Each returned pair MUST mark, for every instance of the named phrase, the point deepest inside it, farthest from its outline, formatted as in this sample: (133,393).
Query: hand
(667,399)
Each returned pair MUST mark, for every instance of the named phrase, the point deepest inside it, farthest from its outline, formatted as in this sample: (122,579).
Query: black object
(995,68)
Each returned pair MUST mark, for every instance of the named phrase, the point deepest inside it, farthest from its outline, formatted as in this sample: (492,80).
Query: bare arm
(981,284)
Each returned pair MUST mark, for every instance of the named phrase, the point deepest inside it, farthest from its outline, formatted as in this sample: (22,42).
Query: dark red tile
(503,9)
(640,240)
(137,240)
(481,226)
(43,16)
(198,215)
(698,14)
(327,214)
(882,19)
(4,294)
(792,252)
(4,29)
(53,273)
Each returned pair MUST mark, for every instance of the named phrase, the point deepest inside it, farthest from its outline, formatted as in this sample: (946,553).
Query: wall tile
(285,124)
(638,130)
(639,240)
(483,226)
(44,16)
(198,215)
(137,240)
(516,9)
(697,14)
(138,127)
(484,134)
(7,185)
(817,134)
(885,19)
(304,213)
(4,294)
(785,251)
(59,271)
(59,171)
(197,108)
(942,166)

---

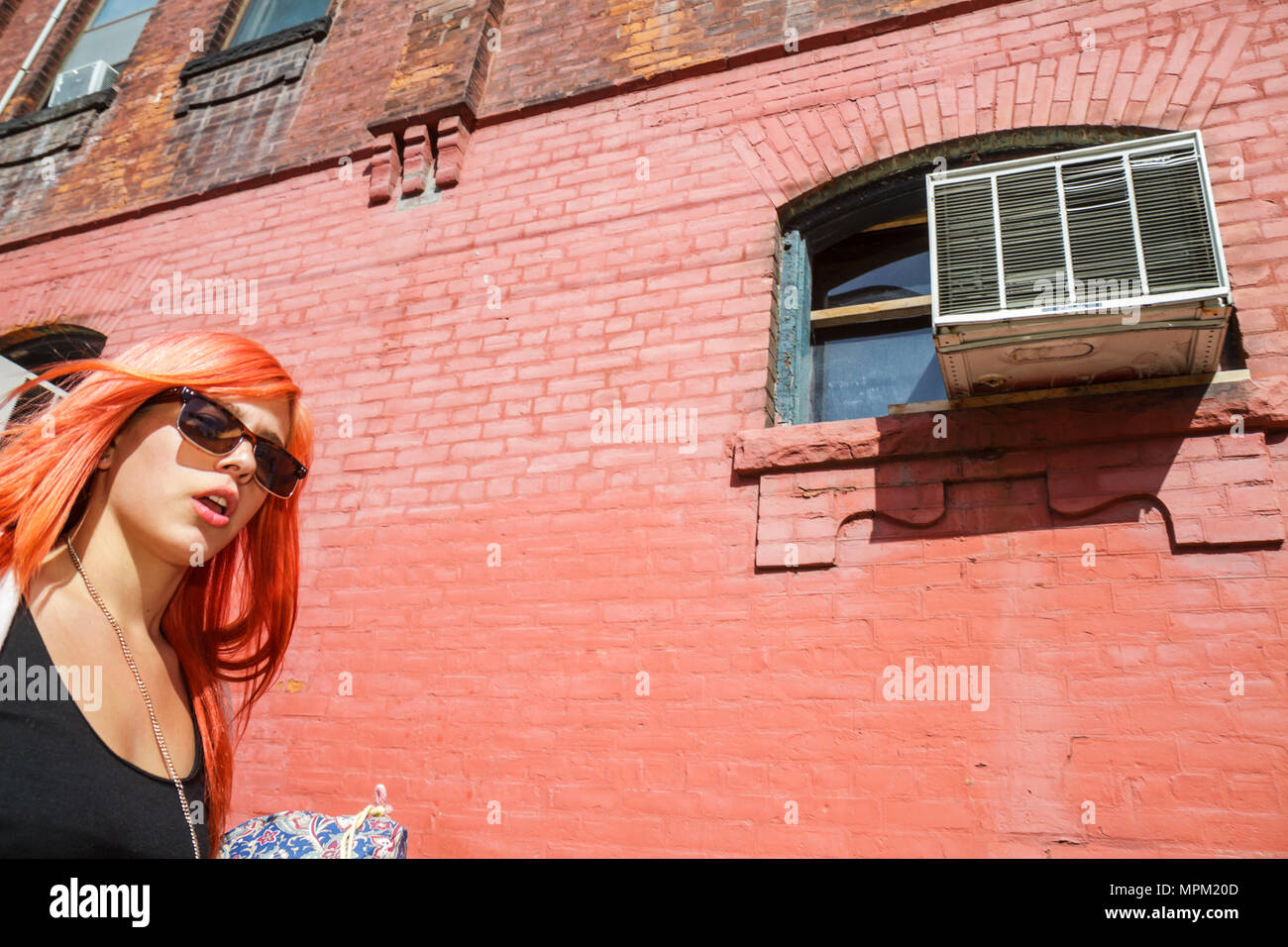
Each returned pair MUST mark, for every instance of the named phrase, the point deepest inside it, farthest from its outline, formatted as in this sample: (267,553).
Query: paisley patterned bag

# Task statement:
Check each line of the material for "mark". Copy the ones that have it.

# Your response:
Each returned pair MUST mark, for every instance of the named phrase, the point deepest inside it, farthest from its outline, formatted as in this sample: (133,393).
Each returned pair MUST mark, for every instance of the named phrase, the point deepest inside it, farthest from its outline, formatted as in this sample: (122,579).
Each returned pair MUST mark, for every instance of the named phrase, the point deepest inside it, farthest from its outline, formatted as in this sample: (492,80).
Each returned pair MUST mark, for every instance of the named phrase, the point deepest inside it, farthest from its outline, formatted as in this sample: (22,42).
Each returned pair MUST mark, for every instance of the named phrase, the point deepest inside it, farthest from its outline, formatted as in this sample: (946,553).
Each returned pair MUST mark, for every instance of the named phrase, the point deepest inside it, farthest from its outline, formatted as in this sample: (267,553).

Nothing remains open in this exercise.